Material provided:
==============================
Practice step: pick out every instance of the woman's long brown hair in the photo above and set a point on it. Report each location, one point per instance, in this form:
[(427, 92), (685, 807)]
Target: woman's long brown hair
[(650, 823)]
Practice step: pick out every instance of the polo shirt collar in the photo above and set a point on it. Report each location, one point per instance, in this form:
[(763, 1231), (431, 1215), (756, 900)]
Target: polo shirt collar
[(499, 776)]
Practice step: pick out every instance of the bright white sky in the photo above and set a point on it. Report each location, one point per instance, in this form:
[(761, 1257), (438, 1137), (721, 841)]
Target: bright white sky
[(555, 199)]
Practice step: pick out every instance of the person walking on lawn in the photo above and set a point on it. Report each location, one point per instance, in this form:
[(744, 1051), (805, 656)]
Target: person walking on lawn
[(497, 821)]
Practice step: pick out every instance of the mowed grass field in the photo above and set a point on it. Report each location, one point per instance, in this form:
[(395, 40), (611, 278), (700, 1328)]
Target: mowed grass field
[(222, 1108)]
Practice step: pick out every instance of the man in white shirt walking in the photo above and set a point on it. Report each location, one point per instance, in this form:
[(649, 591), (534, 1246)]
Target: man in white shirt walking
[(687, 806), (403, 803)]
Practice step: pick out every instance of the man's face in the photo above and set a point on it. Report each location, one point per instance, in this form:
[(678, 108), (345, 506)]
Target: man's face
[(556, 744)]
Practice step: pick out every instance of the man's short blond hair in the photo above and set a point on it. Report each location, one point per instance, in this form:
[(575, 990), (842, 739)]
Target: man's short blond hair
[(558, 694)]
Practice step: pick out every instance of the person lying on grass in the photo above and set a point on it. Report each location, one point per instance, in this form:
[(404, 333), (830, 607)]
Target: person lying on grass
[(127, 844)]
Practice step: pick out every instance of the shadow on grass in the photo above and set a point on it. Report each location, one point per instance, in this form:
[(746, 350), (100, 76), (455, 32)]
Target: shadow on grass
==============================
What the task asks:
Shift each coordinate in the answers by adding -70, and write out everything from the line containing "Practice step: pick out every instance of the man's short" down to the line containing "[(558, 694)]", both ends included. Copy the requests and their format samples unchanged.

Result for this task:
Practice step: pick out every instance of the man's short blond hair in the photo above and set a point on it. Report each location, one point per instance, in this form:
[(575, 990), (842, 739)]
Target: man's short blond hair
[(488, 624)]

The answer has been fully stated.